> Required work
Please print the lines below word for word, leaving out the pictures.

> Supplied data
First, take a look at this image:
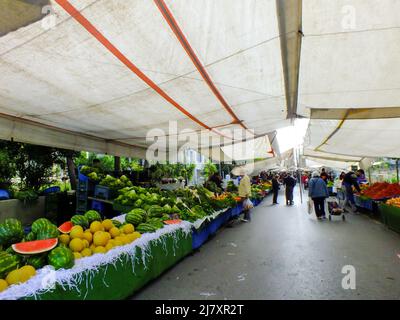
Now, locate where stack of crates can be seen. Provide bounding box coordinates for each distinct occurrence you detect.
[76,180,91,213]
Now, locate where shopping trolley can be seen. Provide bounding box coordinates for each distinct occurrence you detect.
[326,197,346,221]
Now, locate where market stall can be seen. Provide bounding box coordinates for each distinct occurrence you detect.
[0,175,270,300]
[0,222,192,300]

> Answer to the exercise
First, take a look at this image:
Now, locate where stack of crates can be seen. Provide bounding box coordinates for each distinct occurrence you detect.
[76,180,91,213]
Now, locate where shopping trolley can be seen. Provide bounding box coordinates for each distinct occurrence you detect.
[326,197,346,221]
Now, locate where market stall can be seen. Provide bounding box coordinates for each distinct occurrence you detect.
[0,175,270,300]
[0,222,192,300]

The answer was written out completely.